» What the exercise asks
Only the lines from the one containing "of the weathered" through the final line of the material below should be output, exactly as they stand.

» Named-object pointing records
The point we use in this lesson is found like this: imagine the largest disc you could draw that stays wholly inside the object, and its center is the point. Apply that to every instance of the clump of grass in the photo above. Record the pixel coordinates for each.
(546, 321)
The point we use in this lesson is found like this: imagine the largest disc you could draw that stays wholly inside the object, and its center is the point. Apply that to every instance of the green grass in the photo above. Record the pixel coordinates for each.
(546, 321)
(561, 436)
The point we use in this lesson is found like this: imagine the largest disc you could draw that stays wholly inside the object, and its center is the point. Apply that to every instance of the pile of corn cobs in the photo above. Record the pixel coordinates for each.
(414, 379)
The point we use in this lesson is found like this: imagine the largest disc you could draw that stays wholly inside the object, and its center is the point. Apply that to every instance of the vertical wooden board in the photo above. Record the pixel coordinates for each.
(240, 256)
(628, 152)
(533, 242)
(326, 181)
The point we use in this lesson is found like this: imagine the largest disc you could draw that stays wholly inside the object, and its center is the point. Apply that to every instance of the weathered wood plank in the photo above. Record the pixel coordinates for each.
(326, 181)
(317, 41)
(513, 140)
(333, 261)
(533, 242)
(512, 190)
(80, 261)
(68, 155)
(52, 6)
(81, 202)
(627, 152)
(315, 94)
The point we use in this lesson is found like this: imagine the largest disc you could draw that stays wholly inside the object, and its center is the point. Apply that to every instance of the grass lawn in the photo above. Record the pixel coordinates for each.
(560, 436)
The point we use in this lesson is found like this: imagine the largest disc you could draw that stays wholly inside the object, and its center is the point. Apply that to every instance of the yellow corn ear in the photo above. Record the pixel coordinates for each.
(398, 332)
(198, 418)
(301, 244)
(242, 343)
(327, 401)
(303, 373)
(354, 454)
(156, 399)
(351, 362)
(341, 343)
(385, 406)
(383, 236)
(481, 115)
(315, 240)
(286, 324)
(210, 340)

» Correct response
The point we use in this lesson is found like this: imagine the largest disc you could draw that stays wholly inside the object, and its center is the point. Apply that to every instance of the weathered wood plank in the photo above. Record the pixel coordinates for each.
(326, 181)
(317, 41)
(513, 140)
(333, 261)
(533, 242)
(512, 190)
(80, 261)
(68, 155)
(52, 6)
(81, 202)
(627, 152)
(315, 94)
The point we use in this lesson is found like this: imagine the largest disc you could draw that stays wholly inside the object, and its center is the point. Apply that to every instance of the grass lawn in the photo above. Record the pixel coordinates for each.
(560, 436)
The point we use in this lesson is found like this: imagine the largest disc you could draw that stays wholly inside the object, and its center is the point. Apply that to every instance of the yellow corn ear in the photo above. Record the pixel coordinates for each.
(398, 332)
(198, 418)
(301, 244)
(242, 343)
(327, 401)
(303, 373)
(354, 454)
(156, 399)
(351, 362)
(341, 343)
(385, 406)
(383, 236)
(481, 115)
(315, 240)
(286, 324)
(210, 340)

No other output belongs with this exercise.